┌──
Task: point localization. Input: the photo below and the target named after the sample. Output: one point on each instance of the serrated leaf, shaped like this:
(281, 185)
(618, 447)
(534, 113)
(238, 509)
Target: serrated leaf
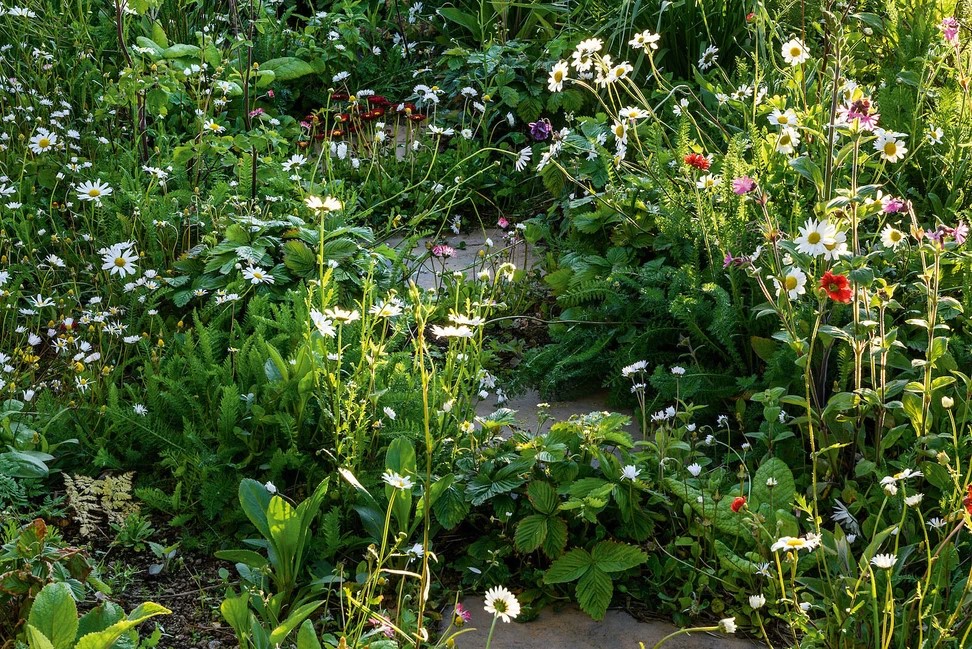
(569, 567)
(287, 68)
(531, 533)
(594, 592)
(542, 496)
(55, 614)
(611, 556)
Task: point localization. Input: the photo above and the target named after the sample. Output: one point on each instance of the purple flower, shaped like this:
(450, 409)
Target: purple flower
(960, 232)
(541, 129)
(894, 205)
(743, 185)
(949, 27)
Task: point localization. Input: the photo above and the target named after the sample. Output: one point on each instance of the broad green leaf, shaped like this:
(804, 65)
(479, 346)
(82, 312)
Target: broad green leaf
(611, 556)
(36, 639)
(307, 636)
(55, 614)
(543, 497)
(287, 68)
(255, 500)
(594, 591)
(105, 639)
(531, 533)
(568, 567)
(279, 634)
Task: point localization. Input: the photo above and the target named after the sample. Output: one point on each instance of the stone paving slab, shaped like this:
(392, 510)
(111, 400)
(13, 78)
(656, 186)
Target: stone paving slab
(467, 259)
(573, 629)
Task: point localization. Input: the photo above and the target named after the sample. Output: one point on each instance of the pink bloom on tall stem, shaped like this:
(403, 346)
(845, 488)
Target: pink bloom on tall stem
(949, 27)
(743, 185)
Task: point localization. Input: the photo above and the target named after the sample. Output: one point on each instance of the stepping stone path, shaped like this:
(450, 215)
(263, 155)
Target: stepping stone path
(572, 628)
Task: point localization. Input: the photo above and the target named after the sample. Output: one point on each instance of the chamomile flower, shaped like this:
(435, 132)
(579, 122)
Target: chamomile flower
(815, 236)
(93, 191)
(794, 283)
(788, 140)
(891, 237)
(119, 259)
(501, 603)
(890, 148)
(43, 141)
(795, 52)
(558, 74)
(257, 275)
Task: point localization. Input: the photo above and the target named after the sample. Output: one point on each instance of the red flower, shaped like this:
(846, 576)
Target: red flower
(698, 161)
(836, 286)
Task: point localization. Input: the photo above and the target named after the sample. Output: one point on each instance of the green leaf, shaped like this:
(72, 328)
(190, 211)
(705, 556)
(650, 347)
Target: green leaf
(181, 51)
(556, 541)
(531, 533)
(105, 639)
(543, 497)
(300, 614)
(287, 68)
(246, 557)
(55, 614)
(568, 567)
(36, 639)
(307, 637)
(594, 591)
(611, 556)
(255, 500)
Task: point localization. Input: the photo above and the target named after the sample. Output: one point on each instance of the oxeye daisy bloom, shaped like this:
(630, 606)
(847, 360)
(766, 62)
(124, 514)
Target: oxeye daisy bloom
(890, 148)
(792, 543)
(42, 141)
(119, 259)
(257, 275)
(786, 117)
(891, 237)
(815, 237)
(213, 126)
(397, 481)
(633, 113)
(323, 205)
(500, 602)
(557, 77)
(836, 286)
(93, 191)
(794, 52)
(884, 561)
(794, 283)
(645, 40)
(708, 182)
(788, 140)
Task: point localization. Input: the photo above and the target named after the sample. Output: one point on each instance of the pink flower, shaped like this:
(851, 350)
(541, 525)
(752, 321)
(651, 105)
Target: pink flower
(949, 27)
(462, 613)
(442, 250)
(743, 185)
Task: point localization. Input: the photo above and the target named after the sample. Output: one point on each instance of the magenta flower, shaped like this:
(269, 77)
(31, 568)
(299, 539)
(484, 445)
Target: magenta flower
(949, 27)
(894, 205)
(442, 250)
(743, 185)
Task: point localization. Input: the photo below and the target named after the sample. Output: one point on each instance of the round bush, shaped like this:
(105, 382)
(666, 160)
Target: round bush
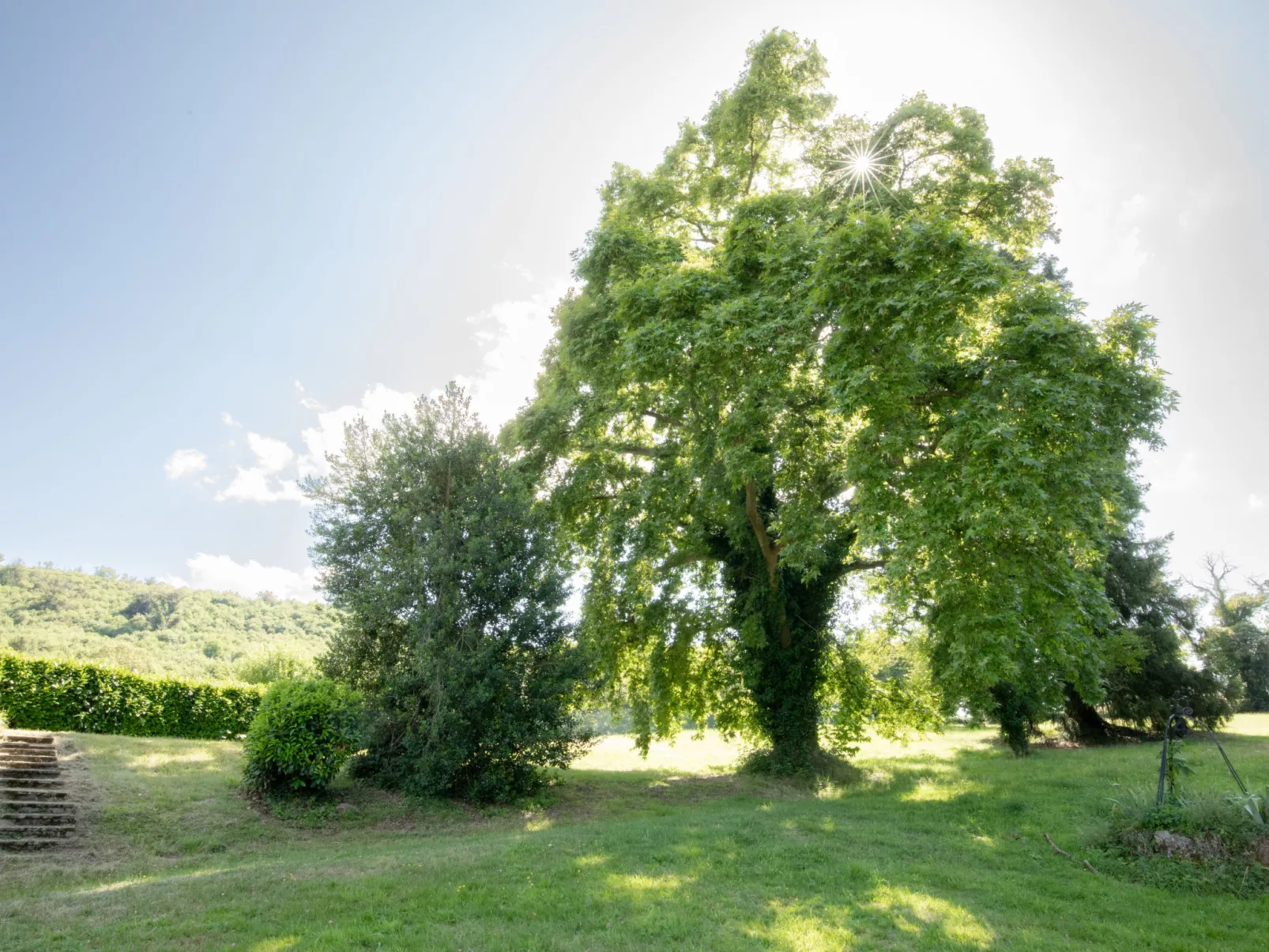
└──
What you should do => How many of the lines above contain the string "path"? Case counts. Reply with only the number.

Response to this exercise => 2